• _TASK DATA_
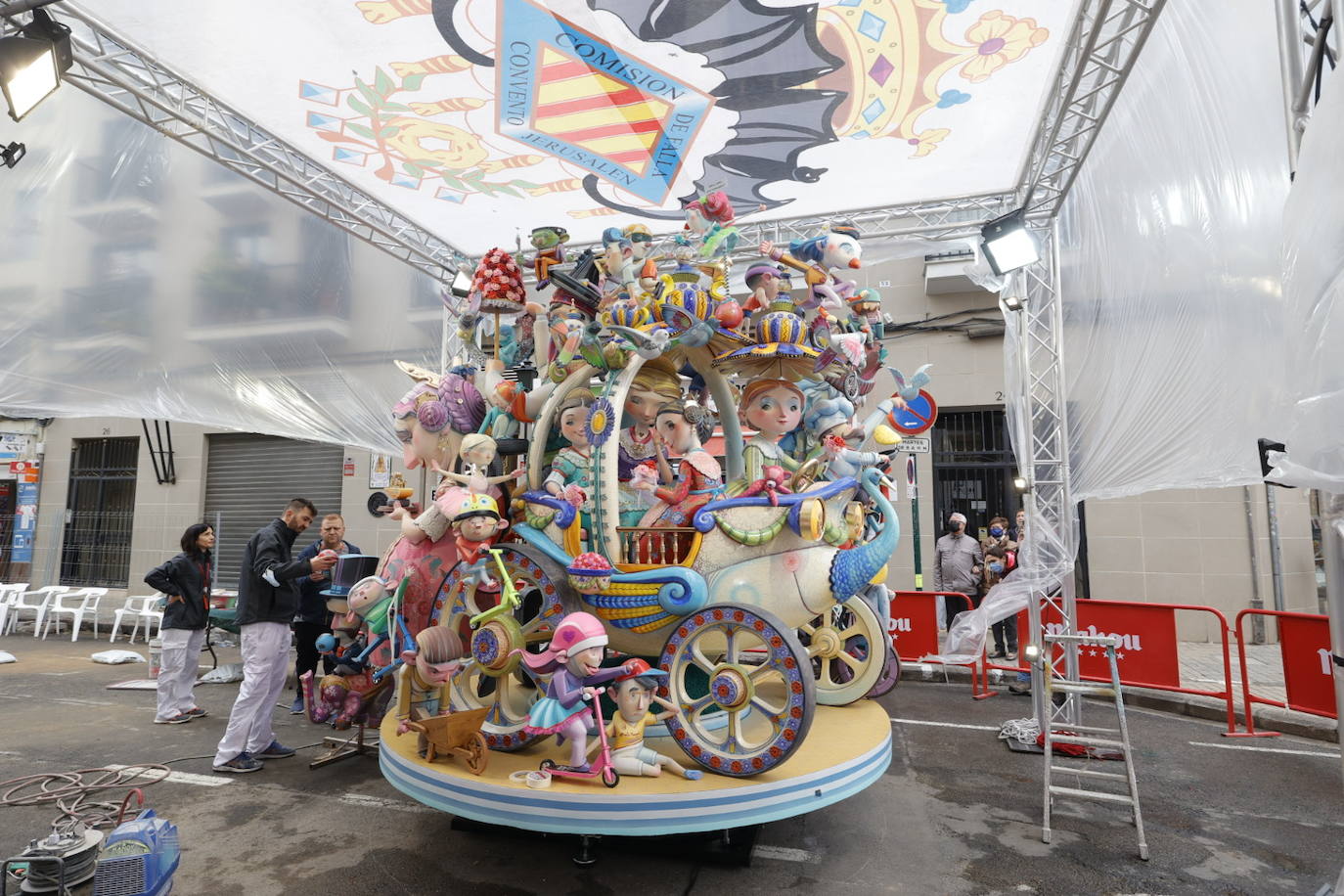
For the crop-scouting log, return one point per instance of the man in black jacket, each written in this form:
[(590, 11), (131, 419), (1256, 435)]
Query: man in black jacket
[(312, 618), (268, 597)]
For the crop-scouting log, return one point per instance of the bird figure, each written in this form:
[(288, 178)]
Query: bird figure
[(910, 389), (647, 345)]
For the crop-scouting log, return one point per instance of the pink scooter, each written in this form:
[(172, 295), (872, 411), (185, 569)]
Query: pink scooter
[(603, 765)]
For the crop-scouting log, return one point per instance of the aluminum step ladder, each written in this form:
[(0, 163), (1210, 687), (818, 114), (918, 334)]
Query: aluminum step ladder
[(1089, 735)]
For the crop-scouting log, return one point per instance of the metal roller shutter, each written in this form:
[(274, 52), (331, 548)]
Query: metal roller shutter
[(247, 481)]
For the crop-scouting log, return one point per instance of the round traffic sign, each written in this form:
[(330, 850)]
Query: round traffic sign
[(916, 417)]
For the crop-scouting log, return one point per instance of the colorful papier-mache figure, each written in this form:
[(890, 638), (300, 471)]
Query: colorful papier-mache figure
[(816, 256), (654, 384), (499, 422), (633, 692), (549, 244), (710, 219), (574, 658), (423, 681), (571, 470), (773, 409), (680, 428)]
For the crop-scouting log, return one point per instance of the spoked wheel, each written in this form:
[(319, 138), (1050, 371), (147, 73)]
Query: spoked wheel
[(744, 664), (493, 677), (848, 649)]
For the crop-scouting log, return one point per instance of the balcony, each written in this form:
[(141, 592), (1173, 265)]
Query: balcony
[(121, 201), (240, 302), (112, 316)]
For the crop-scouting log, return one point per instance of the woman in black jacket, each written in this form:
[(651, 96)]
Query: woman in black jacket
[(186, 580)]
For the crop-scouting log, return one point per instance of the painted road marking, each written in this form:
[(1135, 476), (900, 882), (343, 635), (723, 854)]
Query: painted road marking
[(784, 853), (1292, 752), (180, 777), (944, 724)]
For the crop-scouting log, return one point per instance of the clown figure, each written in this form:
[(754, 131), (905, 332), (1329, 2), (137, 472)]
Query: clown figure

• _YOUR INSTRUCTIONS_
For the string "form", search the preceding data and copy every line that includes it.

• _RESPONSE TO THIS TASK_
For the crop-scouting log, return one point per instance of the man in black jacket, each written in this form:
For the crop-scouting log, return one point per instance of the bird figure, each written in this form:
For the crop-scouting log, return one point per instance of the pink scooter, each written in this form:
For the crop-scouting log, return one point per instance of the aluminum step ladder, each written in this form:
For the crop-scouting log, return one point per instance of the metal roller shutter, each written in this form:
For the crop-scouting log, return one point per instance of the round traffic sign, each written in this form:
For the crop-scouting log, return one point per instance of the colorful papier-mache figure, each written in this form:
For the crop-scouting log, return one point per instance of the spoked wheel, each written in this form:
For the crop-scouting log, return one point per instance of the balcony, each written in this form:
For the crop-scouting log, return one point per instance of the woman in black jacket, each written in this form:
For the crop-scouting log, return one point per instance of the painted road marking, each written in this form:
For the crop-scouting log, return one point per instance of the clown figure, each written in this form:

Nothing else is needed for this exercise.